[Region pointing data]

- Opening Delimiter -

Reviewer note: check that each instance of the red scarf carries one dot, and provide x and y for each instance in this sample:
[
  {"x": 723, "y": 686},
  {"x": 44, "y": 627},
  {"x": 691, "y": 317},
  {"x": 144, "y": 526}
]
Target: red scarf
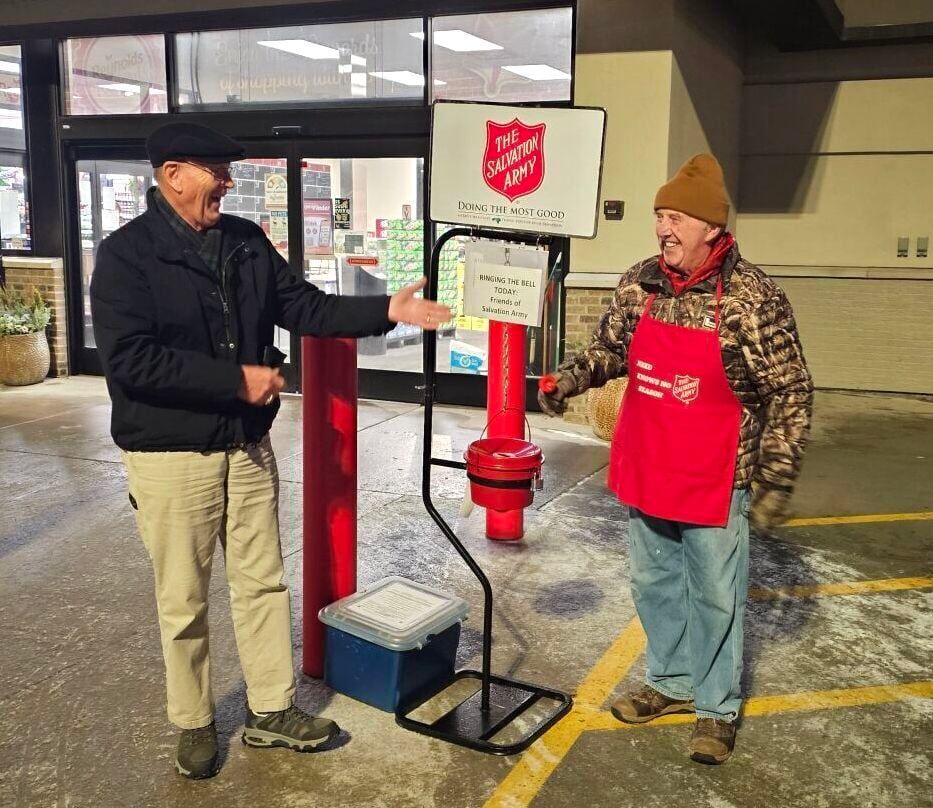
[{"x": 708, "y": 269}]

- Closing Delimiter -

[ASSIGNMENT]
Your task is to repeat the entries above exactly, omitting the pictures.

[WRITTEN RESPONSE]
Reviewer note: check that each instance of the red scarf carries one dot, and provide x and y for each instance in this sample:
[
  {"x": 723, "y": 686},
  {"x": 44, "y": 627},
  {"x": 691, "y": 317},
  {"x": 144, "y": 526}
]
Target: red scarf
[{"x": 708, "y": 269}]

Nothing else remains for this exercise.